YOUR GOAL
Render every line of the entries below as a numbered list, omitting blank lines and excluding the pictures.

LISTED ENTRIES

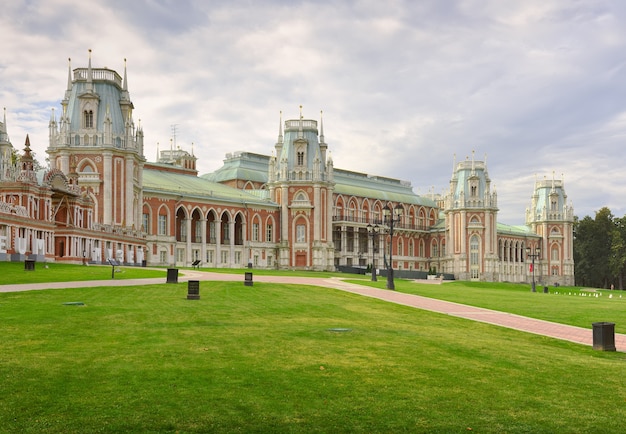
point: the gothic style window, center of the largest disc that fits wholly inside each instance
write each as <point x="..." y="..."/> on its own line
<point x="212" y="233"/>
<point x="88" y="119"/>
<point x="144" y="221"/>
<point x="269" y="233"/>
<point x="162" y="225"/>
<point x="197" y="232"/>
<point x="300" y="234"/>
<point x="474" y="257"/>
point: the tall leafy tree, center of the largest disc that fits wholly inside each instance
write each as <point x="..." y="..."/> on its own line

TASK ANSWER
1. point: the gothic style window, center of the largest disc that fits wholly inside each instance
2. write each as <point x="..." y="..."/> on its own line
3. <point x="212" y="233"/>
4. <point x="88" y="119"/>
5. <point x="144" y="221"/>
6. <point x="269" y="233"/>
7. <point x="162" y="225"/>
8. <point x="197" y="232"/>
9. <point x="300" y="234"/>
10. <point x="474" y="257"/>
11. point: the tall leafy tree, center of the largest disc that fits wholly inside each instance
12. write each as <point x="..." y="..."/> on its own line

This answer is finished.